Image point annotation entries
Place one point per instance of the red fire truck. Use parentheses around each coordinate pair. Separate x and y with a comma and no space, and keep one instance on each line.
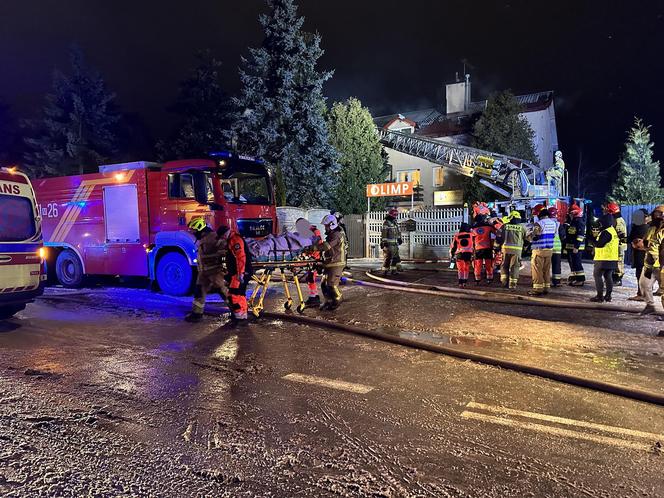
(131,219)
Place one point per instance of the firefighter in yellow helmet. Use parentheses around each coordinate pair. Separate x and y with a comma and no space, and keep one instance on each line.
(211,251)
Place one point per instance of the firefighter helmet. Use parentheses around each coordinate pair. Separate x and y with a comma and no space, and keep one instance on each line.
(197,224)
(330,221)
(575,210)
(612,208)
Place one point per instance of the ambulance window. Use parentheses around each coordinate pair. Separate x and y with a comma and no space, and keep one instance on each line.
(17,222)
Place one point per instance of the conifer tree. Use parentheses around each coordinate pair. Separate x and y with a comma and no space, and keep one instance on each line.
(361,158)
(204,111)
(639,178)
(280,111)
(77,131)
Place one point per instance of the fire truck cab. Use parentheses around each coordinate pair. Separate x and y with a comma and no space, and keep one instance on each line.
(130,219)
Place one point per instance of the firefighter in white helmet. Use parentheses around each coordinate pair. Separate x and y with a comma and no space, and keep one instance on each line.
(333,249)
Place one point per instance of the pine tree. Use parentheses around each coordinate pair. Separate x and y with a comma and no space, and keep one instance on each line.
(204,111)
(9,137)
(281,107)
(500,129)
(78,129)
(361,159)
(639,178)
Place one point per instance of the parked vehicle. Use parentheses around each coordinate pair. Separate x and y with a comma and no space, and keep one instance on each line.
(21,248)
(131,219)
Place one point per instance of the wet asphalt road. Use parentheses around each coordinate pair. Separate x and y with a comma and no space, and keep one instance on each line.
(111,394)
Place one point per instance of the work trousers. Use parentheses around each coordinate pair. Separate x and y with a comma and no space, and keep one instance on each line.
(205,284)
(646,285)
(540,263)
(556,268)
(509,270)
(483,258)
(330,284)
(237,298)
(577,274)
(602,276)
(311,283)
(391,259)
(463,271)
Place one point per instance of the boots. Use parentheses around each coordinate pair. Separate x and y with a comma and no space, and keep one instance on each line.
(193,317)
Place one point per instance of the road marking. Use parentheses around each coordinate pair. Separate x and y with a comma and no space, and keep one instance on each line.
(331,383)
(566,421)
(557,431)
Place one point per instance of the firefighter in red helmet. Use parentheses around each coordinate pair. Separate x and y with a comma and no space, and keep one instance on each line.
(390,240)
(238,273)
(575,244)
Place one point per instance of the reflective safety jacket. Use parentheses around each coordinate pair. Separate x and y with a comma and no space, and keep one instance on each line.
(483,236)
(621,230)
(391,232)
(576,235)
(653,245)
(461,243)
(544,234)
(513,236)
(606,248)
(238,257)
(211,251)
(333,249)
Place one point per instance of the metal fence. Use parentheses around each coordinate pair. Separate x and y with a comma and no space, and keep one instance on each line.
(431,239)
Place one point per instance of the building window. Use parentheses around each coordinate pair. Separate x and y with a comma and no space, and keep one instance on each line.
(412,175)
(438,177)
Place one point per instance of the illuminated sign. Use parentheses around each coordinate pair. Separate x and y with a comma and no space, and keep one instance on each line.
(390,189)
(448,198)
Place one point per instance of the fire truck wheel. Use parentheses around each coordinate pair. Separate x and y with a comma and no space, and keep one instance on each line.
(174,274)
(69,269)
(10,311)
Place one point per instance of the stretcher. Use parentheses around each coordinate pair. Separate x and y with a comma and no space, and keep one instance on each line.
(268,270)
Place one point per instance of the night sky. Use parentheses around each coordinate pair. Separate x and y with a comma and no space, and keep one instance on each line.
(604,60)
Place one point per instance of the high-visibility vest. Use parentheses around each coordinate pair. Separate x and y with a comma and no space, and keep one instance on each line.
(545,239)
(610,251)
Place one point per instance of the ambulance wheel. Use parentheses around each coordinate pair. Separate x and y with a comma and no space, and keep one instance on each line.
(68,269)
(174,274)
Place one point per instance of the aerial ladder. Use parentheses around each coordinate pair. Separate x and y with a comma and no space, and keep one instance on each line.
(509,176)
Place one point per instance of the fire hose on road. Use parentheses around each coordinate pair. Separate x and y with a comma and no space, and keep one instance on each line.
(606,387)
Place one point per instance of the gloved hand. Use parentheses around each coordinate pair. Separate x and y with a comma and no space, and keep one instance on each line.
(236,281)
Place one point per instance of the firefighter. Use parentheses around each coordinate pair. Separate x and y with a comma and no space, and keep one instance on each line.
(651,265)
(211,251)
(554,175)
(461,251)
(333,249)
(483,237)
(556,258)
(613,209)
(512,236)
(606,258)
(575,244)
(542,236)
(314,298)
(238,273)
(390,240)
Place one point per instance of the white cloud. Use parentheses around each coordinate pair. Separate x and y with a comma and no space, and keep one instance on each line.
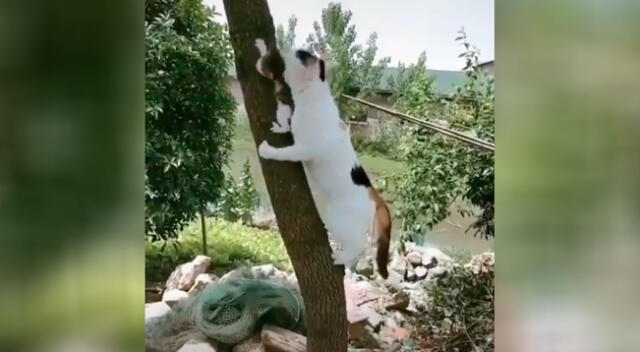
(405,27)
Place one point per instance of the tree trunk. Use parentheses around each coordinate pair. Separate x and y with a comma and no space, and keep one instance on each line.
(303,233)
(204,231)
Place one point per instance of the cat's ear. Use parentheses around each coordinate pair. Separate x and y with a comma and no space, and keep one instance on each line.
(327,65)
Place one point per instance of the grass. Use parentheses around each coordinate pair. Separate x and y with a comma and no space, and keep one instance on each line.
(228,244)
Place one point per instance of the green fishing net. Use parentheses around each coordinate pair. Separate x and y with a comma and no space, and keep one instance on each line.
(232,312)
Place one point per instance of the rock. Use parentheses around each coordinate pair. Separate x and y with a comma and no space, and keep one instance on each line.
(184,276)
(263,272)
(157,310)
(421,272)
(152,294)
(236,274)
(414,257)
(293,281)
(201,282)
(365,268)
(411,275)
(436,272)
(484,263)
(428,253)
(394,282)
(398,301)
(198,346)
(429,262)
(265,220)
(253,344)
(366,339)
(398,264)
(172,297)
(393,333)
(356,330)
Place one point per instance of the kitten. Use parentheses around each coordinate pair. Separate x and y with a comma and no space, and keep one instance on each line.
(354,208)
(271,65)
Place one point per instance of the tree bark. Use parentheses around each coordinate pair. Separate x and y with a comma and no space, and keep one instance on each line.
(203,225)
(302,230)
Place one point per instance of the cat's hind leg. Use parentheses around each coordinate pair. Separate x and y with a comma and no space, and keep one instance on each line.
(283,115)
(349,231)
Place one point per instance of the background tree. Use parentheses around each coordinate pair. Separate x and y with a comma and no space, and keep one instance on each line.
(302,230)
(440,170)
(286,39)
(189,113)
(355,71)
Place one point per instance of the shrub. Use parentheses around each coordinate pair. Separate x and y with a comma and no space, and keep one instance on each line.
(460,312)
(239,200)
(439,170)
(188,113)
(382,142)
(230,245)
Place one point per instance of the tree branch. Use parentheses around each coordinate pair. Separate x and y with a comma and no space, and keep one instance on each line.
(302,230)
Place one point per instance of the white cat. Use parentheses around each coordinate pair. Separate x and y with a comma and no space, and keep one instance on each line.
(353,207)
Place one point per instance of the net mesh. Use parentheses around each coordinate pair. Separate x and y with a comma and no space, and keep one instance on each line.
(232,312)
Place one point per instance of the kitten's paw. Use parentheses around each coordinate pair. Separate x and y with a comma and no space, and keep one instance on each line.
(338,258)
(262,47)
(265,150)
(277,128)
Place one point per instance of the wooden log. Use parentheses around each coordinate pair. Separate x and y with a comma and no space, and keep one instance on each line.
(277,339)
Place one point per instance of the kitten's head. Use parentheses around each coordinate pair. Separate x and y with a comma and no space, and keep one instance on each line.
(302,68)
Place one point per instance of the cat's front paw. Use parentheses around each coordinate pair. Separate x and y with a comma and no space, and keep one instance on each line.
(338,258)
(265,150)
(277,128)
(262,47)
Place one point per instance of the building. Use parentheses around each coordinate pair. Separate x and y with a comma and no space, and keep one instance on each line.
(488,67)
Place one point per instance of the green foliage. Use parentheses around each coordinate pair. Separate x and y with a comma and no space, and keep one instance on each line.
(239,200)
(286,38)
(189,112)
(460,313)
(382,141)
(440,170)
(406,75)
(355,70)
(230,245)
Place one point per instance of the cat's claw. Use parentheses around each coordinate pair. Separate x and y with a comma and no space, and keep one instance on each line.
(277,128)
(262,47)
(265,150)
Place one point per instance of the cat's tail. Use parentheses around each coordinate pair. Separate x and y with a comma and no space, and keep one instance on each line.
(381,230)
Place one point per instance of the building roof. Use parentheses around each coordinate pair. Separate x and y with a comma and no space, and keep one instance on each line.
(488,62)
(445,82)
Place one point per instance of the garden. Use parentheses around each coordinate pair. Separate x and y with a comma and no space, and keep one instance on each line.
(210,225)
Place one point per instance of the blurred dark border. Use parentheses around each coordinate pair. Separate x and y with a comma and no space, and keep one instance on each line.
(71,175)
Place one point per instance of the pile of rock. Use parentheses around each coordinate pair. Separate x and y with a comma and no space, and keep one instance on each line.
(420,263)
(187,280)
(377,309)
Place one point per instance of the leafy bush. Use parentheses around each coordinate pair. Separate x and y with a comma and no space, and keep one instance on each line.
(230,244)
(383,141)
(188,114)
(460,312)
(440,170)
(239,200)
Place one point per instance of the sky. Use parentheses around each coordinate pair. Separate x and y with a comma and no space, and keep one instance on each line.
(405,27)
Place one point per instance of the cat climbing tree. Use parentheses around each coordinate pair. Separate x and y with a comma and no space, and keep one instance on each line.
(303,233)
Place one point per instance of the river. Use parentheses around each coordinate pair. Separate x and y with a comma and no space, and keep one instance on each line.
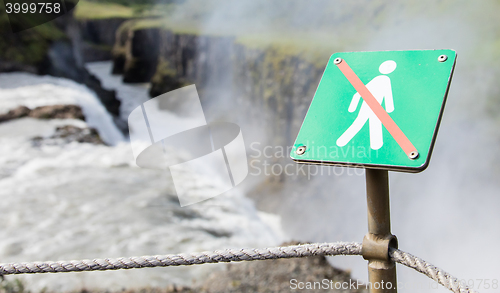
(80,200)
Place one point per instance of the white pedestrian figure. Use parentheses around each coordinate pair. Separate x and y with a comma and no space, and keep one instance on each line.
(380,87)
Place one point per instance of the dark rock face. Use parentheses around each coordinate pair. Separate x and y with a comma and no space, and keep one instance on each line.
(45,112)
(142,55)
(61,56)
(16,113)
(100,31)
(98,38)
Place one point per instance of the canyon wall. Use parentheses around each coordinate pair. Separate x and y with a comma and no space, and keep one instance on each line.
(262,88)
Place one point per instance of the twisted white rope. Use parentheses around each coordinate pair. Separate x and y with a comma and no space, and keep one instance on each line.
(228,255)
(429,270)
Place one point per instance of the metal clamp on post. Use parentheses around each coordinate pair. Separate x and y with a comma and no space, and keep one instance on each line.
(377,248)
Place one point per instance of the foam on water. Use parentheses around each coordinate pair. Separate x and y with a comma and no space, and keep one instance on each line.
(80,200)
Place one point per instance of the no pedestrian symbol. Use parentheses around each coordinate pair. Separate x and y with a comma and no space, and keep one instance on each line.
(377,109)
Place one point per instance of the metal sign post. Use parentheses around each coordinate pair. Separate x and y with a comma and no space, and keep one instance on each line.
(381,270)
(402,96)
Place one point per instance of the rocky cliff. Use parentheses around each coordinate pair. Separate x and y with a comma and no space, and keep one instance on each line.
(265,87)
(54,48)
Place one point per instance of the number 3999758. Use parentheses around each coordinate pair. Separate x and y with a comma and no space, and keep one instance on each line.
(33,7)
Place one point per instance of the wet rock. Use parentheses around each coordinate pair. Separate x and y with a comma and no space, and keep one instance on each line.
(69,133)
(57,112)
(45,112)
(16,113)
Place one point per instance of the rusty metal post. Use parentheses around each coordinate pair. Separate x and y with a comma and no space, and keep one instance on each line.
(381,269)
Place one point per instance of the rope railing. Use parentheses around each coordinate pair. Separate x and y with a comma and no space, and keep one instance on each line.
(232,255)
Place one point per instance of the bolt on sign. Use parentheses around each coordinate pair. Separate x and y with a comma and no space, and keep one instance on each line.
(377,110)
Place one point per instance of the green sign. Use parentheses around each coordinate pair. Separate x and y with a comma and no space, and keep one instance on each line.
(377,110)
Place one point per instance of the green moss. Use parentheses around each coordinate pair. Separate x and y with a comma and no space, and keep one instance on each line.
(163,70)
(28,47)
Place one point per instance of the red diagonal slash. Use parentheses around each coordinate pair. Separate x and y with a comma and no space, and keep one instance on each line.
(379,111)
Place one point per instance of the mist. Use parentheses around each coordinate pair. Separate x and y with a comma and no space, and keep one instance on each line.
(447,214)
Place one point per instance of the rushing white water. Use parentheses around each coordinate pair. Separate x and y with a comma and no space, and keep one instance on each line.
(79,200)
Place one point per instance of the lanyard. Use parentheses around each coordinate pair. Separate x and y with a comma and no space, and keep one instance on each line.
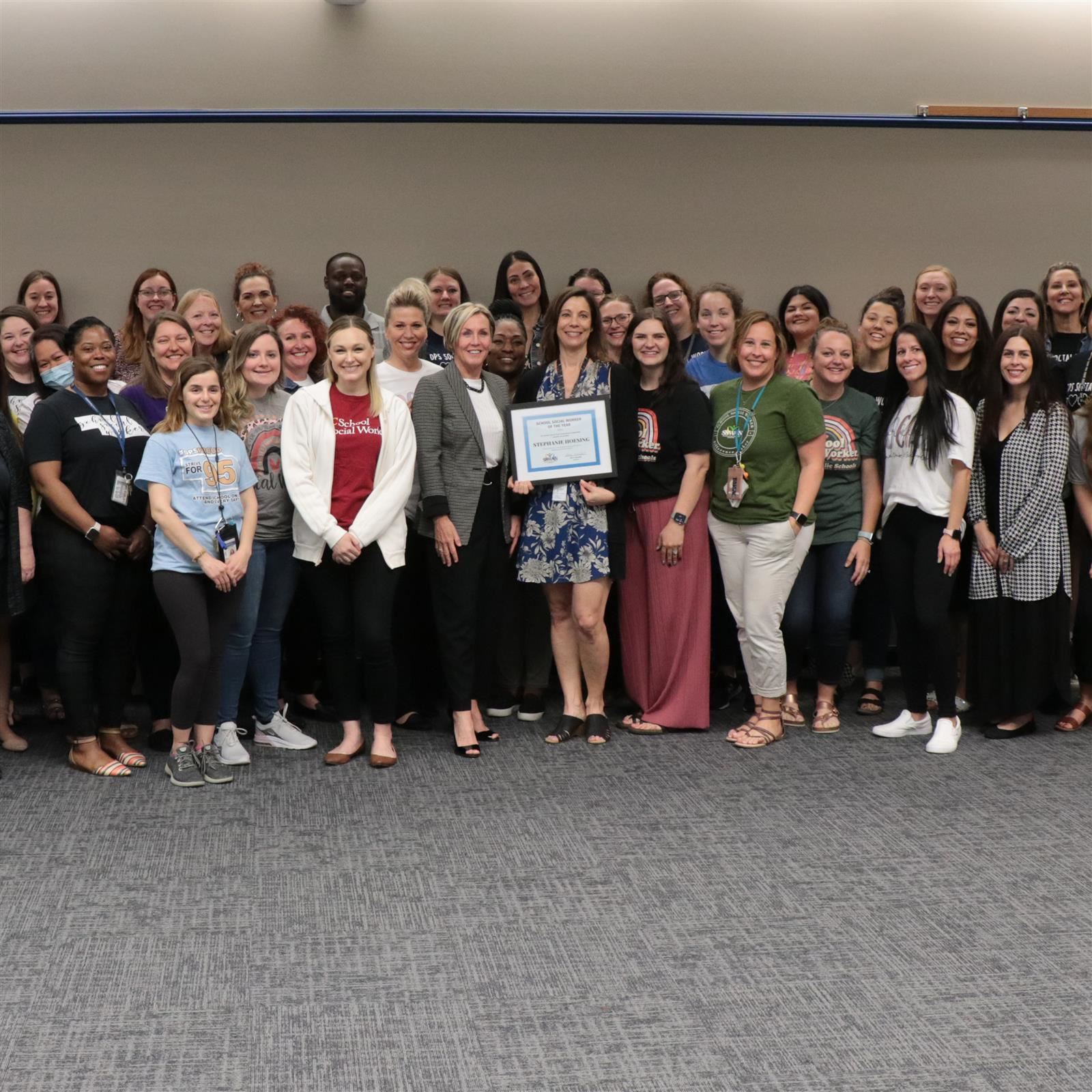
(753,410)
(120,435)
(216,465)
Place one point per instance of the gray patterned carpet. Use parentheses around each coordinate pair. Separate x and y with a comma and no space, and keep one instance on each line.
(663,915)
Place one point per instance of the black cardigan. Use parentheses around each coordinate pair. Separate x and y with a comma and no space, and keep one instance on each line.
(624,423)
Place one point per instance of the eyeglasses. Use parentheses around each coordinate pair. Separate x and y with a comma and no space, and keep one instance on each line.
(660,300)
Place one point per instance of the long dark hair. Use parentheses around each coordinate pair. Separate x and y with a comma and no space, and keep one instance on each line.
(1019,294)
(500,289)
(933,426)
(996,392)
(551,344)
(977,367)
(674,363)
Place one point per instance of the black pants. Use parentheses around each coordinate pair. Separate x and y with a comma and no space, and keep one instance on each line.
(920,595)
(94,603)
(465,597)
(201,617)
(355,604)
(1082,622)
(414,629)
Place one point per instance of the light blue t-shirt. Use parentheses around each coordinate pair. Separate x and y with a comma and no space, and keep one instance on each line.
(187,462)
(707,371)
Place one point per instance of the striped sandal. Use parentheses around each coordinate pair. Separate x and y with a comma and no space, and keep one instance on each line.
(134,759)
(112,769)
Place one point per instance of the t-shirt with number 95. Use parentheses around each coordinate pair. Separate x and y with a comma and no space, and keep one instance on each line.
(205,468)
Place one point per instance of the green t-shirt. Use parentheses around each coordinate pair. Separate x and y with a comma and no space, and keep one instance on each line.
(789,415)
(853,426)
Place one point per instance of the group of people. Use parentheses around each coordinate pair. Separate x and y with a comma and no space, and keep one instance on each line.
(322,508)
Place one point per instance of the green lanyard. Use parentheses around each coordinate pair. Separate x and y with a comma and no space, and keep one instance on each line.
(753,410)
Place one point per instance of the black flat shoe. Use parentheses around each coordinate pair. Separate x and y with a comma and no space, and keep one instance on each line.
(993,732)
(600,728)
(568,728)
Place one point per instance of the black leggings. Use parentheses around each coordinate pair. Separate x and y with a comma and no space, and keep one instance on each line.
(355,604)
(201,617)
(94,605)
(920,595)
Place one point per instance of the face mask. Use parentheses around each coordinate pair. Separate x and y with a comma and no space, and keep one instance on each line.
(59,377)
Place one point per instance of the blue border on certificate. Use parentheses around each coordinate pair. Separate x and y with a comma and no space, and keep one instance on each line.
(568,467)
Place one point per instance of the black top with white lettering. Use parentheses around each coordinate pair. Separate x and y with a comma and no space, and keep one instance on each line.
(65,429)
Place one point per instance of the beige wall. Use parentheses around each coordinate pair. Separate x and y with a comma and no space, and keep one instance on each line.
(849,210)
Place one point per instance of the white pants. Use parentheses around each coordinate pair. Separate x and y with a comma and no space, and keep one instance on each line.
(759,565)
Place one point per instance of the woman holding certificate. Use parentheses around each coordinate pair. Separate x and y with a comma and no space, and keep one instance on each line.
(573,538)
(769,442)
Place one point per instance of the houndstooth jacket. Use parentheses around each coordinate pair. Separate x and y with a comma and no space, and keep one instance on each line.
(1033,522)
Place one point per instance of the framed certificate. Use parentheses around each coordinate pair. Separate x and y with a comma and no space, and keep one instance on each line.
(562,442)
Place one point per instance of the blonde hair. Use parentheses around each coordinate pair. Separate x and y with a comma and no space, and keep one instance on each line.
(236,398)
(831,326)
(175,418)
(459,317)
(413,292)
(749,319)
(224,339)
(915,315)
(354,322)
(150,378)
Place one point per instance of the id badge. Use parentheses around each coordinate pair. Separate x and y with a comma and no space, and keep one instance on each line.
(225,540)
(123,487)
(736,485)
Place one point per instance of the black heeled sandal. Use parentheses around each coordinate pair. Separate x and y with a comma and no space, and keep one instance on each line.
(568,728)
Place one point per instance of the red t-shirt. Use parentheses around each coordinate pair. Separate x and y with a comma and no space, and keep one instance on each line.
(358,440)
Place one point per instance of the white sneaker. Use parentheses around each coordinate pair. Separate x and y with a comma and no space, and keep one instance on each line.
(232,753)
(946,737)
(281,732)
(904,725)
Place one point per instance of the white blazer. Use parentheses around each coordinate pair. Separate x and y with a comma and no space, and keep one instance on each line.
(307,453)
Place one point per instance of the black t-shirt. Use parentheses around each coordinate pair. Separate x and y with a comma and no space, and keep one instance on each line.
(436,352)
(65,429)
(1064,347)
(1076,376)
(872,384)
(669,429)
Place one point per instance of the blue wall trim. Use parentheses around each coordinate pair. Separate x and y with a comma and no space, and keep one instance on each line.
(532,117)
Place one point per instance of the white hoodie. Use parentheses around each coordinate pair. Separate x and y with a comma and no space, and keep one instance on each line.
(307,453)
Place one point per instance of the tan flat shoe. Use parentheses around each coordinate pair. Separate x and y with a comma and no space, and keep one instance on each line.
(340,758)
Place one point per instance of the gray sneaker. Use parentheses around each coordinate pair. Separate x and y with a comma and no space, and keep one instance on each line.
(212,766)
(184,769)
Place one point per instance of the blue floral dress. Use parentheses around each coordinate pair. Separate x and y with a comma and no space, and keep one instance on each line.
(565,542)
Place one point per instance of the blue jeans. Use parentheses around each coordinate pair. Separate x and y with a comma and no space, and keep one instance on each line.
(254,647)
(820,604)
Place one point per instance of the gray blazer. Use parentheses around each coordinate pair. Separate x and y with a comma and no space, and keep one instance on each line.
(450,451)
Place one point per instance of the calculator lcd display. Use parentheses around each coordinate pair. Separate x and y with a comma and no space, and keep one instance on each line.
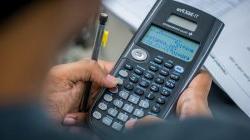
(170,43)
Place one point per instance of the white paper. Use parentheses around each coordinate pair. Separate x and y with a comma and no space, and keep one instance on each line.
(229,62)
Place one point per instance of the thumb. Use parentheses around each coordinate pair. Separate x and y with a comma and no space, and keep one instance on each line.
(89,70)
(75,119)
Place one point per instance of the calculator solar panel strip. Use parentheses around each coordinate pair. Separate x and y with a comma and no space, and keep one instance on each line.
(158,64)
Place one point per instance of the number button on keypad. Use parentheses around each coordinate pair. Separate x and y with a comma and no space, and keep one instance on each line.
(165,93)
(118,103)
(128,108)
(144,104)
(149,76)
(122,117)
(108,98)
(164,73)
(153,68)
(159,80)
(124,95)
(169,65)
(113,112)
(174,77)
(134,99)
(158,60)
(97,115)
(138,71)
(107,120)
(138,113)
(103,106)
(170,84)
(133,79)
(128,67)
(123,73)
(117,126)
(139,91)
(154,88)
(129,86)
(156,108)
(161,100)
(150,96)
(144,84)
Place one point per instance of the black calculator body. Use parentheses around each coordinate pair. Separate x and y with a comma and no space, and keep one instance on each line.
(158,64)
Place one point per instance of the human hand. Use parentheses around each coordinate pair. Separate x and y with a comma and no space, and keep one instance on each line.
(192,103)
(65,86)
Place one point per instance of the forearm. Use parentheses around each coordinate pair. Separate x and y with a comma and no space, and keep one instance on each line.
(31,39)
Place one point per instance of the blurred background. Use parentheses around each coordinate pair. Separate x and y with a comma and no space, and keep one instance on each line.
(81,46)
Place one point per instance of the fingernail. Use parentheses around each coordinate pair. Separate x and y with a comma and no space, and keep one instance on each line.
(130,123)
(69,121)
(111,79)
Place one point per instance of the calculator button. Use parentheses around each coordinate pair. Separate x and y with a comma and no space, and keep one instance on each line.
(107,121)
(128,67)
(139,91)
(165,93)
(124,95)
(153,68)
(133,79)
(158,60)
(122,117)
(129,86)
(128,108)
(156,109)
(139,54)
(159,80)
(114,90)
(164,73)
(138,71)
(144,104)
(118,103)
(170,84)
(123,73)
(144,84)
(97,115)
(149,76)
(150,96)
(117,126)
(103,106)
(113,112)
(169,65)
(108,98)
(179,69)
(138,113)
(133,99)
(174,77)
(154,88)
(119,81)
(161,100)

• _Exercise objective_
Repeat exactly the lines from the line containing "Place one point per instance of the black calculator" through the end of the listing above; both boundary lines are part of the output.

• _Answer to the problem_
Place one point per instance of the black calculator body. Use parentheses around each coordinate pair. Separate x and y with a comma and no space, and keep one instance on each line.
(158,64)
Place one point per instance of the human hand. Use parentheses around each coordinate pair. Separate x and y with a comma and no space, and keep one instance on each line.
(192,103)
(65,86)
Place one point per instance of the forearm. Use parentheses around each coordinate pair. Separate x and y with a comma and no space, and keep one instance on each line.
(31,39)
Place one point per instance of the blurred background. Use parentheses around each coordinate pair. Separate x and y with a comma and no space, and keep one instance on each line.
(81,46)
Place one point per instance of the fingernail. Use parentheses around each coordinate pair. Separate x and y with a comma and no space, and keep one instance on each line.
(130,123)
(69,121)
(111,79)
Place one point per instance of the calculator button. Use parentheses around each coordinate pair. Separate x and y with a comma and no space, and keep one instance on each line.
(107,121)
(128,67)
(139,91)
(165,93)
(124,95)
(153,68)
(133,79)
(158,60)
(122,117)
(129,86)
(128,108)
(156,109)
(139,54)
(159,80)
(114,90)
(164,73)
(138,71)
(144,104)
(118,103)
(170,84)
(123,73)
(144,84)
(97,115)
(149,76)
(150,96)
(117,126)
(103,106)
(113,112)
(169,65)
(108,98)
(179,69)
(138,113)
(133,99)
(174,77)
(154,88)
(119,81)
(161,100)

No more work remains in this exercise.